▶ Instructions for the task: Go to the line containing "Phrase: tiled walkway" and return it and each line after it exactly, through the end of the data below, and nothing more.

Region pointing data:

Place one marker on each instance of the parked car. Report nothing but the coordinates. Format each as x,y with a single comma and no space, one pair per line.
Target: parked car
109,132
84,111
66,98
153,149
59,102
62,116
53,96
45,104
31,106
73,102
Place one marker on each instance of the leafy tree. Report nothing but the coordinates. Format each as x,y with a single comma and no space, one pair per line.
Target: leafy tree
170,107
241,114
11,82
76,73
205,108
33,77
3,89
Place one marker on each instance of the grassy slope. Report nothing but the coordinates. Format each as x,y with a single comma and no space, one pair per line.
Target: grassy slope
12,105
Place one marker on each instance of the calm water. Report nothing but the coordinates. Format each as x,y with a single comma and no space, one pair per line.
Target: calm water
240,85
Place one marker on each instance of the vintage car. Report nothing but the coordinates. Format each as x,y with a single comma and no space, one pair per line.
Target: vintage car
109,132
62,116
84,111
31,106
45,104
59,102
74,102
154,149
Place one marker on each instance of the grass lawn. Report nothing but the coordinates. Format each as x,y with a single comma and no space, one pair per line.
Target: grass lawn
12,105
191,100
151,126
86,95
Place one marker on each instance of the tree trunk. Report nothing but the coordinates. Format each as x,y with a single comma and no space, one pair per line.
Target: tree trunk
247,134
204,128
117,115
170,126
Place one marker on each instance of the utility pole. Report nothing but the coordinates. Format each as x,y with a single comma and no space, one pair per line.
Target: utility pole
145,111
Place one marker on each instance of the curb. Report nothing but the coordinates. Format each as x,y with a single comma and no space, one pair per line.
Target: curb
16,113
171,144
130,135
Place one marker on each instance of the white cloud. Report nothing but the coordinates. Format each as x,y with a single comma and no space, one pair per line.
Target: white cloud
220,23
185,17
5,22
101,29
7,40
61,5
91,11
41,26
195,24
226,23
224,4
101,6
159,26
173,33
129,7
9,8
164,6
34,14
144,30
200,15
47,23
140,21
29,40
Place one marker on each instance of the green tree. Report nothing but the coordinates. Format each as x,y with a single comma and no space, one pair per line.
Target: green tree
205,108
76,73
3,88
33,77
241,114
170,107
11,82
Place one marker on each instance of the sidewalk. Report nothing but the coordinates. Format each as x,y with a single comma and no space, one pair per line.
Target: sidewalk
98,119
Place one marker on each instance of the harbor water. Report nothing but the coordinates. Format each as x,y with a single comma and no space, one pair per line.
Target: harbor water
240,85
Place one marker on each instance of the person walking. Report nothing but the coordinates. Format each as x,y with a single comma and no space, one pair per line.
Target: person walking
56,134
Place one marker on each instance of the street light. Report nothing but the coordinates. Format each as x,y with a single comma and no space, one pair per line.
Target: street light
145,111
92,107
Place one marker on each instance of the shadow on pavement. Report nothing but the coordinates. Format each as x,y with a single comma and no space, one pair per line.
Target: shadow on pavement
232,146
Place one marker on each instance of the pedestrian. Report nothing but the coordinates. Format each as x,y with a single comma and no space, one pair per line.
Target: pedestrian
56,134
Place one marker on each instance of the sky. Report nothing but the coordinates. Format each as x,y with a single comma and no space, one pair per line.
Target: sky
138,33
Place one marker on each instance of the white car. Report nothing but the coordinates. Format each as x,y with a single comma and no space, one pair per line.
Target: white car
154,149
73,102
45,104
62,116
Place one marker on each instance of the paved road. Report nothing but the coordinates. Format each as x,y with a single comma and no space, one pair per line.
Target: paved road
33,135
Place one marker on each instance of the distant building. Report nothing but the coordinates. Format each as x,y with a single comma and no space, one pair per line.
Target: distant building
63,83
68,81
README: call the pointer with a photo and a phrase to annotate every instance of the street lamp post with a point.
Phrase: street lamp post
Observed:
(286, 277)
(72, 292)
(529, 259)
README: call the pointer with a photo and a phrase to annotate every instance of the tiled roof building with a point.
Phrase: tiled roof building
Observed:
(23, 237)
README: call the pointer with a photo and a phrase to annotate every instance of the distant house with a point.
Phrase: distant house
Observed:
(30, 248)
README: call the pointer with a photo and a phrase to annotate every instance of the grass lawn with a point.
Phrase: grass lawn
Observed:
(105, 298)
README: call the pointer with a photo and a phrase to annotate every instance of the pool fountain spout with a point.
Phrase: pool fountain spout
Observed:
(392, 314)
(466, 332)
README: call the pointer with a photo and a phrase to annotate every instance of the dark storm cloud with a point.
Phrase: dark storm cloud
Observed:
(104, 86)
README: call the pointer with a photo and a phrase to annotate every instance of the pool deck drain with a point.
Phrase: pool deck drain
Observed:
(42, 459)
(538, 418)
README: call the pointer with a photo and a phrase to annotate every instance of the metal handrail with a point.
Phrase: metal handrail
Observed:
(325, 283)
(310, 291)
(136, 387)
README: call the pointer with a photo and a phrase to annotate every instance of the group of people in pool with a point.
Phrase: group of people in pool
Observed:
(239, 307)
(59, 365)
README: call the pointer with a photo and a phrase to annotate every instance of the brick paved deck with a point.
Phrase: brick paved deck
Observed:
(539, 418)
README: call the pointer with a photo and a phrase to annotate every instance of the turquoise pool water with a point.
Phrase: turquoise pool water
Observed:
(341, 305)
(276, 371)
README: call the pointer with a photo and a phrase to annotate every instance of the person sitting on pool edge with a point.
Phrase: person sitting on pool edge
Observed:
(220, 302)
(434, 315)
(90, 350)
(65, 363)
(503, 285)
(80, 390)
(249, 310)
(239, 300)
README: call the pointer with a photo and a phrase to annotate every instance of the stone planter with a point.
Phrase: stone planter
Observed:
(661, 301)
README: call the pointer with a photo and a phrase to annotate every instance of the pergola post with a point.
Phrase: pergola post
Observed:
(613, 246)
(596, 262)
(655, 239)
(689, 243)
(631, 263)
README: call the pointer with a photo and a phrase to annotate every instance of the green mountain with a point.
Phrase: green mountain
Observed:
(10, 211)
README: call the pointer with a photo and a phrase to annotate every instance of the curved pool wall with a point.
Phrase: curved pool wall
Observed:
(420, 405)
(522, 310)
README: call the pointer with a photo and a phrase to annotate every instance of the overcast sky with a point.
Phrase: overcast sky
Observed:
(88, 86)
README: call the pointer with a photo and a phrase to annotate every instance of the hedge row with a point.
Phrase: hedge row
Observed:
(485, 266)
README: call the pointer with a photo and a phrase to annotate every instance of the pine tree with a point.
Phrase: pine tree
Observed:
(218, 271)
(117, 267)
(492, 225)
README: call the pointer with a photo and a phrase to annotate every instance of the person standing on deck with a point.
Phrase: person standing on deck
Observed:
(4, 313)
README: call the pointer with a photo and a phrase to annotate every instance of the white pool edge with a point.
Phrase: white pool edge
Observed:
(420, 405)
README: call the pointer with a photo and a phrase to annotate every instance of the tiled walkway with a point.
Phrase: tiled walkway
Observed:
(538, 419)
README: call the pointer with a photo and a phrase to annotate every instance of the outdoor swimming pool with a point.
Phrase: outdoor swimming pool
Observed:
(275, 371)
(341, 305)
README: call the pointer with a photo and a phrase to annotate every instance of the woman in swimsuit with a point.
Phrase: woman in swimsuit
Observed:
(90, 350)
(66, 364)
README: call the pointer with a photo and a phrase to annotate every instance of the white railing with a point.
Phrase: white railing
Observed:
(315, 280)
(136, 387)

▶ Answer box:
Phrase: tiled walkway
Observed:
(538, 419)
README: call the pointer with a photo and a phrase to annotate every instance of the outdoor swimming pool with a point.
Phrase: outdoor swimming pool
Observed:
(275, 371)
(341, 305)
README: call the pointer with a photo and a phrase to annotate every instance of the woman in swimsuit with a point.
Phrase: woman in swimsuit
Observed:
(90, 350)
(66, 364)
README: call the pointer with a photo and a phrase to annotate every instance of the white railing with a point.
Phrase: white railing
Observed:
(315, 280)
(136, 387)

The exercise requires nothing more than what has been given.